- [The task]: Convert the material below, from the line containing "If you could point to the lamp" through the end, into a JSON list of strings with one string per line. Skip blank lines and leave the picture out.

- [Listed records]:
■ ■ ■ ■

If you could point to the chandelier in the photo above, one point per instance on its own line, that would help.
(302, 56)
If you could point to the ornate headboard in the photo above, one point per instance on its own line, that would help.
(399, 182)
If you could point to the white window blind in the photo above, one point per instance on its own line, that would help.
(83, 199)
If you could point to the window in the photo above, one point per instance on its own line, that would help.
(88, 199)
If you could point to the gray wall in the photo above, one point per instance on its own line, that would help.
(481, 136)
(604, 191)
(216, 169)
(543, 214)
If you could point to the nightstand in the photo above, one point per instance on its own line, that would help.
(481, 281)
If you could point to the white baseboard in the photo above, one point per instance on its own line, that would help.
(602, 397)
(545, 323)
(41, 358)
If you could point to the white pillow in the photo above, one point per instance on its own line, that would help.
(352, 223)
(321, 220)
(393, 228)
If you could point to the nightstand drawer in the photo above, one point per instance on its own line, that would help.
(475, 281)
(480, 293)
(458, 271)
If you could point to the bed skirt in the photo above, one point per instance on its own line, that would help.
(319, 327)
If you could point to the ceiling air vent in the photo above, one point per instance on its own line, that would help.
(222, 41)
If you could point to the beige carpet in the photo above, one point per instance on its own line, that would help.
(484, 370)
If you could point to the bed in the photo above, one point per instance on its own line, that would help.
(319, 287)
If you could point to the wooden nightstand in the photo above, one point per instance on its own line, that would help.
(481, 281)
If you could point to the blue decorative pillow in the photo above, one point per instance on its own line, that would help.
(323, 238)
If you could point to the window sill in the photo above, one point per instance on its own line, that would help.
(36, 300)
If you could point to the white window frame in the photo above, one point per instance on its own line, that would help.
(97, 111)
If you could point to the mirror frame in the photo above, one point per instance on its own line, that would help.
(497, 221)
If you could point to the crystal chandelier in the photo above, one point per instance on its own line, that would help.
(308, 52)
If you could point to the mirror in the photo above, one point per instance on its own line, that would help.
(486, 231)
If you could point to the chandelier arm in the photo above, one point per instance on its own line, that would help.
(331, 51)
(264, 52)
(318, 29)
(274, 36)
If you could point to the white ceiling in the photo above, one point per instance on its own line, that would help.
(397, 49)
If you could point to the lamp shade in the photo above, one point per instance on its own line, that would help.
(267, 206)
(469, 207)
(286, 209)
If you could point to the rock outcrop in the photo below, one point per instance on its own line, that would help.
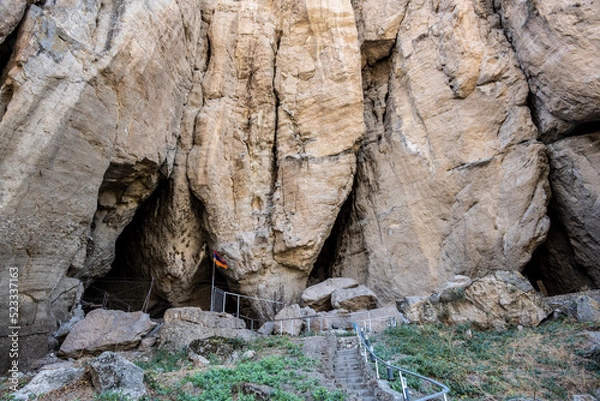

■ ■ ■ ■

- [Correct response]:
[
  "If you could point to the lamp shade in the photo above, one point per instance on its own line, that would help.",
  "(267, 206)",
  "(469, 207)",
  "(286, 209)",
  "If you could point to the rock outcrop in the photo below, one point per instance on its own line, that would help."
]